▸ **Activity list**:
1. According to the review of Flowers for Algernon, who had the surgery before Charlie?
2. Decide whether each statement agrees with the review of Flowers for Algernon: (a) Charlie goes through with the surgery although it might kill him. (b) The review places the book under young adult fiction. (c) Charlie uses Algernon as a measure of his own success.
3. Carry on the review of Flowers for Algernon from where it stops.

▸ **Text section**:
Rainer Maria Rilke

"Live a while in these books, learn from them what seems to you worth learning, but above all love them. This love will be repaid you a thousand and a thousand times, and however your life may turn,-it will, I am certain of it, run through the fabric of your growth as one of the most important threads among all the threads of your experiences, disappointments, and joys."--Rainer Maia Rilke


Pages

Tuesday, August 28, 2012

Pulling at the Heart Strings

Flowers for Algernon by Daniel Keyes

Adult Fiction

Charlie is an adult male with learning disabilities, perhaps mild or moderately retarded.  His burning desire in life is to learn and read.  He hears of a research experiment surgery that could possibly make him smarter.  Even knowing it might kill him, Charlie does it anyway.  The reader follows Charlie's struggles by watching Algernon, the mouse who had the surgery first.  Charlie uses him as a measure of his own success and possible outcome.  There is lots of symbolism if you're in to that sort of thing.

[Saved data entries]
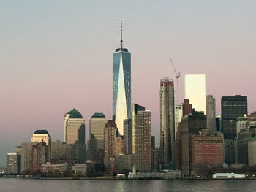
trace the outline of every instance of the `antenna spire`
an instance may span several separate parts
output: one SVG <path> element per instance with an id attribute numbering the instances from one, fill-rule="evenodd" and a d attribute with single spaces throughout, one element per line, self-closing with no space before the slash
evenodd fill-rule
<path id="1" fill-rule="evenodd" d="M 123 48 L 123 20 L 121 19 L 121 50 Z"/>

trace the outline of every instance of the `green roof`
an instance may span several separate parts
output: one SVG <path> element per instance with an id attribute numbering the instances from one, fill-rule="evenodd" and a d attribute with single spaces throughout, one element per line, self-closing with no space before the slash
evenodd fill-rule
<path id="1" fill-rule="evenodd" d="M 255 141 L 255 137 L 250 137 L 250 138 L 248 138 L 248 141 Z"/>
<path id="2" fill-rule="evenodd" d="M 69 118 L 83 118 L 82 115 L 75 108 L 69 111 L 67 114 L 69 114 Z"/>
<path id="3" fill-rule="evenodd" d="M 34 133 L 34 134 L 49 134 L 47 130 L 37 130 Z"/>
<path id="4" fill-rule="evenodd" d="M 105 115 L 102 112 L 95 112 L 91 118 L 105 118 Z"/>

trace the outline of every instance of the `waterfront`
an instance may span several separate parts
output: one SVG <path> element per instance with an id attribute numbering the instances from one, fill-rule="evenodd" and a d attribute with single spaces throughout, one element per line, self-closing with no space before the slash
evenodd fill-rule
<path id="1" fill-rule="evenodd" d="M 1 192 L 32 191 L 253 191 L 248 180 L 33 180 L 0 179 Z"/>

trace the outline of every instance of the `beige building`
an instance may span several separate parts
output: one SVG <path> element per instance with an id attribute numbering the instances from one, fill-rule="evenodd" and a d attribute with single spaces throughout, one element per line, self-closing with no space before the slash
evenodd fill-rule
<path id="1" fill-rule="evenodd" d="M 107 120 L 103 113 L 96 112 L 90 120 L 89 139 L 96 140 L 97 150 L 104 150 L 104 128 L 106 123 Z"/>
<path id="2" fill-rule="evenodd" d="M 104 164 L 107 168 L 110 167 L 113 156 L 123 154 L 123 137 L 118 137 L 118 133 L 116 124 L 113 120 L 108 120 L 104 131 Z"/>
<path id="3" fill-rule="evenodd" d="M 136 104 L 132 104 L 133 154 L 141 155 L 143 171 L 151 170 L 151 112 Z M 174 124 L 174 122 L 173 122 Z"/>
<path id="4" fill-rule="evenodd" d="M 85 143 L 85 120 L 75 108 L 66 113 L 64 122 L 64 139 L 67 144 Z"/>
<path id="5" fill-rule="evenodd" d="M 256 165 L 256 138 L 248 139 L 248 165 Z"/>
<path id="6" fill-rule="evenodd" d="M 21 172 L 26 170 L 31 170 L 32 143 L 23 142 L 21 144 Z"/>
<path id="7" fill-rule="evenodd" d="M 51 145 L 50 136 L 46 130 L 37 130 L 31 137 L 31 142 L 44 142 L 47 146 Z"/>

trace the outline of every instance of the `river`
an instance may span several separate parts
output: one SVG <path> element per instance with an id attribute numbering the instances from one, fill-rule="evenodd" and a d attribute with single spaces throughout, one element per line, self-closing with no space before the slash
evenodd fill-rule
<path id="1" fill-rule="evenodd" d="M 1 192 L 255 191 L 256 180 L 33 180 L 1 178 Z"/>

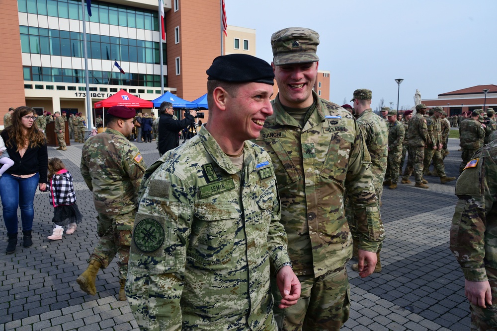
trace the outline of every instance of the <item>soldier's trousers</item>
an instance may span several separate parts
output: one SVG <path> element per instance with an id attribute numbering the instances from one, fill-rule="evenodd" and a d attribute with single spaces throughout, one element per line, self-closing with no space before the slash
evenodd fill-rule
<path id="1" fill-rule="evenodd" d="M 399 166 L 399 174 L 402 176 L 402 169 L 404 169 L 404 162 L 406 159 L 406 155 L 407 155 L 408 145 L 402 145 L 402 157 L 401 158 L 401 164 Z"/>
<path id="2" fill-rule="evenodd" d="M 426 152 L 426 151 L 428 151 Z M 443 158 L 442 157 L 442 151 L 426 148 L 424 152 L 424 157 L 426 157 L 427 155 L 428 155 L 428 157 L 429 157 L 429 160 L 430 161 L 432 159 L 433 160 L 433 168 L 436 172 L 438 177 L 445 177 L 445 167 L 443 164 Z M 427 164 L 426 159 L 424 159 L 423 164 L 424 165 L 423 166 L 423 169 L 429 170 L 430 168 L 430 164 L 429 163 Z"/>
<path id="3" fill-rule="evenodd" d="M 273 311 L 280 331 L 338 330 L 348 319 L 350 289 L 345 265 L 315 278 L 299 276 L 302 285 L 297 303 L 285 309 L 278 308 L 281 295 L 271 279 L 274 298 Z"/>
<path id="4" fill-rule="evenodd" d="M 399 167 L 400 166 L 402 151 L 400 150 L 388 152 L 387 159 L 387 171 L 385 173 L 385 181 L 391 181 L 392 183 L 399 181 Z"/>
<path id="5" fill-rule="evenodd" d="M 59 146 L 60 147 L 66 147 L 66 139 L 64 132 L 57 132 L 57 140 L 59 140 Z"/>
<path id="6" fill-rule="evenodd" d="M 125 279 L 128 274 L 128 261 L 131 245 L 131 231 L 135 212 L 122 215 L 106 215 L 98 213 L 97 231 L 100 240 L 88 262 L 96 259 L 105 269 L 117 253 L 119 278 Z"/>
<path id="7" fill-rule="evenodd" d="M 423 180 L 423 160 L 424 159 L 424 146 L 409 146 L 409 156 L 407 166 L 404 170 L 402 179 L 409 179 L 409 176 L 414 172 L 416 183 L 420 184 Z"/>
<path id="8" fill-rule="evenodd" d="M 461 153 L 461 158 L 463 159 L 461 164 L 459 165 L 459 173 L 463 172 L 463 169 L 466 167 L 466 163 L 469 162 L 473 156 L 475 155 L 475 152 L 478 150 L 477 148 L 474 149 L 469 149 L 468 148 L 463 148 Z"/>
<path id="9" fill-rule="evenodd" d="M 489 278 L 490 287 L 492 288 L 492 306 L 487 306 L 486 308 L 482 308 L 478 306 L 470 304 L 471 311 L 471 330 L 497 330 L 497 270 L 486 266 L 487 276 Z"/>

▸ **Exercise responses**:
1. Algernon, the mouse, had the surgery first.

2.
(a) Yes: "Even knowing it might kill him, Charlie does it anyway."
(b) No: "Adult Fiction"
(c) Yes: "Charlie uses him as a measure of his own success and possible outcome."

3.
This book reminded me of The Curious Case of Benjamin Button just a bit. Two people circling around one another, prevented from making a true connection by circumstance, almost able to line up, but in fleeting moments..........The tone and voice of the book was masterful.  How the author switches from speaking as a mentally disabled adult to a near genius and then making it all sound so natural was incredible. It was a sad, but sweet, story. 

Warning:  This book comes with a sad ending, but of course the reader experts is all along.  It deserves the classic rating.